§ **Work to complete**
- 1) In the book review, what is Shamil on assignment from a newspaper to write about?
- 2) Reproduce word for word the passage of the book review that opens with the words containing "MTN_WALL_COVER_CMYKThe Mountain and" and closes with "limits of knowledge.".

Alisa Ganieva, The Mountain and the Wall (2012/5)

MTN_WALL_COVER_CMYKThe Mountain and the Wall is both the first novel by Alisa Ganieva, and the first in English translation from the Russian republic of Dagestan. I have to be honest and admit straight away that I’d never even heard of Dagestan until I read this book, so I come to write this review more tentatively than I might usually. In a way, though, that’s quite appropriate; because it seems to me that Ganieva’s novel is very much concerned with hearsay and the limits of knowledge.

The prologue, set at a social gathering, is a cinematic carousel of anecdotes told by a succession of characters, until someone realises a critical fact that nobody knew. In the first chapter, we find Ganieva’s protagonist Shamil visiting a village of goldsmiths, on assignment from a newspaper to write about their traditional crafts – though he soon discovers that these are losing out to cheaper tourist trinkets, which is not the story he’s there to tell. These set the scene for a tale of hidden information, not least of which is the rumour that the government is building a wall to separate off Russia’s Caucasus republics – a wall that we hear plenty about, but never see.

§ **Rows**
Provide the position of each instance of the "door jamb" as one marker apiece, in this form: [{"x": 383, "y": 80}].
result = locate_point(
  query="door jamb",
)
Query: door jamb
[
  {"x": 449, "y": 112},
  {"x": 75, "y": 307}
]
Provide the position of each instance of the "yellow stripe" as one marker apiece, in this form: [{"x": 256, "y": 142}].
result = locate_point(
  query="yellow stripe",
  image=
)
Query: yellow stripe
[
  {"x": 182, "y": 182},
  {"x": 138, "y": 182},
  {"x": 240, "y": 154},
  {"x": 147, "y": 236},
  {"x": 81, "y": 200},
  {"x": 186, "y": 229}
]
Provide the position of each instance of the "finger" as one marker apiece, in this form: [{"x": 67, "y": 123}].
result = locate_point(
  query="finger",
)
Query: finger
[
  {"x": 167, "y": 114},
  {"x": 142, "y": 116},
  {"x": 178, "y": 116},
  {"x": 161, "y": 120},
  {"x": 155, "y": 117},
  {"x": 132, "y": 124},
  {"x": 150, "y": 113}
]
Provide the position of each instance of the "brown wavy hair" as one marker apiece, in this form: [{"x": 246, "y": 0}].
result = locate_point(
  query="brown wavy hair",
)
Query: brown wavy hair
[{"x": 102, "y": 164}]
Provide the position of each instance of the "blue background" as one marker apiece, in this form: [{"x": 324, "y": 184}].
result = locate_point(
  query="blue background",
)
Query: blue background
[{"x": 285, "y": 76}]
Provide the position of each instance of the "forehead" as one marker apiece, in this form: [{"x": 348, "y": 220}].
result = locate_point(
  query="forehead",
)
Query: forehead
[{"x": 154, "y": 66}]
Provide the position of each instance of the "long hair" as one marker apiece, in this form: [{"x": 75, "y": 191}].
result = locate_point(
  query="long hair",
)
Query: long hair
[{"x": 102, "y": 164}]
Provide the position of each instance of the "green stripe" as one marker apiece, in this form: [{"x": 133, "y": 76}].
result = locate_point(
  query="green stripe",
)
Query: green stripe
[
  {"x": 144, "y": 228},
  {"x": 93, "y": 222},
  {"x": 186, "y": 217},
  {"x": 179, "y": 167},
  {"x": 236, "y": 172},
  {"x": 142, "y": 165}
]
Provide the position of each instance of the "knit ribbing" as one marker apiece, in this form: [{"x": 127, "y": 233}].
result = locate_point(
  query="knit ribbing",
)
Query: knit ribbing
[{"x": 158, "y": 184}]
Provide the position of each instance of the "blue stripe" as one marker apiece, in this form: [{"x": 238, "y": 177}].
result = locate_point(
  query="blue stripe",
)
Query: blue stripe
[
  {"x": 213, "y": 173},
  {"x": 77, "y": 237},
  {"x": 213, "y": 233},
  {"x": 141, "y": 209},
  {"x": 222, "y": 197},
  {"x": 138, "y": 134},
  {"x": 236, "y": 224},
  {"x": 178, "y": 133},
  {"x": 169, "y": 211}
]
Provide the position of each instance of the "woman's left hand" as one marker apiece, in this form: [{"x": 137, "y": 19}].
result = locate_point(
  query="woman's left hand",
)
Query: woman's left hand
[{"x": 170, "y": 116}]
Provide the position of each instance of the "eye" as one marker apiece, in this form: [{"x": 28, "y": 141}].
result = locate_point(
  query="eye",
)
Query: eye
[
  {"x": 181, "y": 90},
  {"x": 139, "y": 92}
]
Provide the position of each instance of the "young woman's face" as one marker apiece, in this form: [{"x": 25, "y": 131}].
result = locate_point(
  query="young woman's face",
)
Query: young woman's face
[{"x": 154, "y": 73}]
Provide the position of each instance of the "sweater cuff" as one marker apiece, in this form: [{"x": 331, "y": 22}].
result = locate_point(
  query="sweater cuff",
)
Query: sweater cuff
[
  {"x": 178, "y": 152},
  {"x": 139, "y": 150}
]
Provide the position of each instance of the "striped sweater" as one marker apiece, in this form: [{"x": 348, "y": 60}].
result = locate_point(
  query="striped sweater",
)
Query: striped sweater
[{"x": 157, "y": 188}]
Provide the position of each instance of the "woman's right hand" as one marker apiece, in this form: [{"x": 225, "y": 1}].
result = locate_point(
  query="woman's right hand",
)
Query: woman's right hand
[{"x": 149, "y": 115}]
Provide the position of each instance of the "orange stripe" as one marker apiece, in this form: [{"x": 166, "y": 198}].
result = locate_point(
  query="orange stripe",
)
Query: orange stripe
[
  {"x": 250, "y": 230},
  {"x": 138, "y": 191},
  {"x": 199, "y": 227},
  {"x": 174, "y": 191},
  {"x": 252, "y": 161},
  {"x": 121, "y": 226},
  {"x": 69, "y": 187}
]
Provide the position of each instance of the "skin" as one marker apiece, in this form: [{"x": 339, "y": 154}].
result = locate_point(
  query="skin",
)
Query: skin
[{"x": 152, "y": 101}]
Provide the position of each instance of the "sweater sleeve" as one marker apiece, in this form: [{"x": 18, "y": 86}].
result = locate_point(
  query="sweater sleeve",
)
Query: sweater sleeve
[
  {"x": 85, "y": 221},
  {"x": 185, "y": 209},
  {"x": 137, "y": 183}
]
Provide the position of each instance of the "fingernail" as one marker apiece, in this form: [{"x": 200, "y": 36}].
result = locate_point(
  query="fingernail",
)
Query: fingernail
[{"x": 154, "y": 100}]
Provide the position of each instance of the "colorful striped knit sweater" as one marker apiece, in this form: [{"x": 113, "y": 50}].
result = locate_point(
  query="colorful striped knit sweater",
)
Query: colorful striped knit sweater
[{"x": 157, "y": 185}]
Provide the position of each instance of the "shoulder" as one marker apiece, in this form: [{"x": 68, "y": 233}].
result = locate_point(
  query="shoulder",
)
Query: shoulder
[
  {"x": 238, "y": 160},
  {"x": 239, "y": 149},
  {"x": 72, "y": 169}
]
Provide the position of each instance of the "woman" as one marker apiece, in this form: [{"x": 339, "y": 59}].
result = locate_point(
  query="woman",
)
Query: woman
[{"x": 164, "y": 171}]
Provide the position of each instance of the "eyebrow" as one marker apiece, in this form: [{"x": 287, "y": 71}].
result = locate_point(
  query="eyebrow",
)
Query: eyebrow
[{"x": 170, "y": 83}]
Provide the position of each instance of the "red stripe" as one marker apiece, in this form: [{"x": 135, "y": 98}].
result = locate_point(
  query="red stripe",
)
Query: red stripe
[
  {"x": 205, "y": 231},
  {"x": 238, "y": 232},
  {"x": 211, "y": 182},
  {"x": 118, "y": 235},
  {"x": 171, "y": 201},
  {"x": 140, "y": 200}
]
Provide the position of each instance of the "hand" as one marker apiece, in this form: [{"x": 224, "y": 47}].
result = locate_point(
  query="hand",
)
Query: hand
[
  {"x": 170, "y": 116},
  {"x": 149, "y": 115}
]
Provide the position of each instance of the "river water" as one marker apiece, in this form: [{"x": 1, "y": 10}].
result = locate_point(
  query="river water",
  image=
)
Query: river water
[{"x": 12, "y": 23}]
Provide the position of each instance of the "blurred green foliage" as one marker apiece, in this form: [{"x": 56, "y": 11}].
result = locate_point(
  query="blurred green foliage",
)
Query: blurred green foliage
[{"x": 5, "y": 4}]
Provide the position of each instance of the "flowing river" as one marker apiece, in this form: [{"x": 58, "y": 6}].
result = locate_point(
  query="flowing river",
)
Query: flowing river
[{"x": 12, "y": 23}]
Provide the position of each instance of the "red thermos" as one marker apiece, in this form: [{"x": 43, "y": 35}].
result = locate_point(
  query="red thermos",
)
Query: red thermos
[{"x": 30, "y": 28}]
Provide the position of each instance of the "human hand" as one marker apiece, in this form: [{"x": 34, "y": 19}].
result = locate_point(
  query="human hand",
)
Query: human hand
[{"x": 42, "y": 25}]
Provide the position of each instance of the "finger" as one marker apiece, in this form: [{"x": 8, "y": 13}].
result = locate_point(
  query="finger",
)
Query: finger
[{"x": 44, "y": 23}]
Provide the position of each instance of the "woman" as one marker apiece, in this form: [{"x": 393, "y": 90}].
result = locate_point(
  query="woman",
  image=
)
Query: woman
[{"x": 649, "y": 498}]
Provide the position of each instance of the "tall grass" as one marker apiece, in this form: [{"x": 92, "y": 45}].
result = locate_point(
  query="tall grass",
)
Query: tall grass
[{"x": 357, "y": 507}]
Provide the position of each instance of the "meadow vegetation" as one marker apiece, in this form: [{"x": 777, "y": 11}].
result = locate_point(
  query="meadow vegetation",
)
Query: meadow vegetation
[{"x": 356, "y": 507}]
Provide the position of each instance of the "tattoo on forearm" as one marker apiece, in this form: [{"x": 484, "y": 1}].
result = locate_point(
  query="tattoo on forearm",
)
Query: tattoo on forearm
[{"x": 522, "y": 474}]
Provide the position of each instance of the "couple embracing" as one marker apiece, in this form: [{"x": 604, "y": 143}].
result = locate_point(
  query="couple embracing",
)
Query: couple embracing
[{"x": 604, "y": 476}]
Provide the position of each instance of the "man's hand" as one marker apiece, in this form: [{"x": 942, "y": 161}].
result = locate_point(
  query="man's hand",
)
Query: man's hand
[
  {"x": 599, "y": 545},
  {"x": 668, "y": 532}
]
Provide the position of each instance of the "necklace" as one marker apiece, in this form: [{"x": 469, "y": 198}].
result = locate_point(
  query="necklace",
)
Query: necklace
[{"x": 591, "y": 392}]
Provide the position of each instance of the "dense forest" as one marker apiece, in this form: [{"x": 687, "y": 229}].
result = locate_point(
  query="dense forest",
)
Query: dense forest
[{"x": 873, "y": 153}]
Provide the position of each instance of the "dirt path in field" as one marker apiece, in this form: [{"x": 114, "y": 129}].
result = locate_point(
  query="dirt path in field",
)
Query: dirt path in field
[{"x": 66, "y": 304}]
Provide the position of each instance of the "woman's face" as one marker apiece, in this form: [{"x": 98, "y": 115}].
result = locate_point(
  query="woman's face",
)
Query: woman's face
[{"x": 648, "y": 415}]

§ **Solution list**
- 1) The traditional crafts of a village of goldsmiths.

- 2)
MTN_WALL_COVER_CMYKThe Mountain and the Wall is both the first novel by Alisa Ganieva, and the first in English translation from the Russian republic of Dagestan. I have to be honest and admit straight away that I’d never even heard of Dagestan until I read this book, so I come to write this review more tentatively than I might usually. In a way, though, that’s quite appropriate; because it seems to me that Ganieva’s novel is very much concerned with hearsay and the limits of knowledge.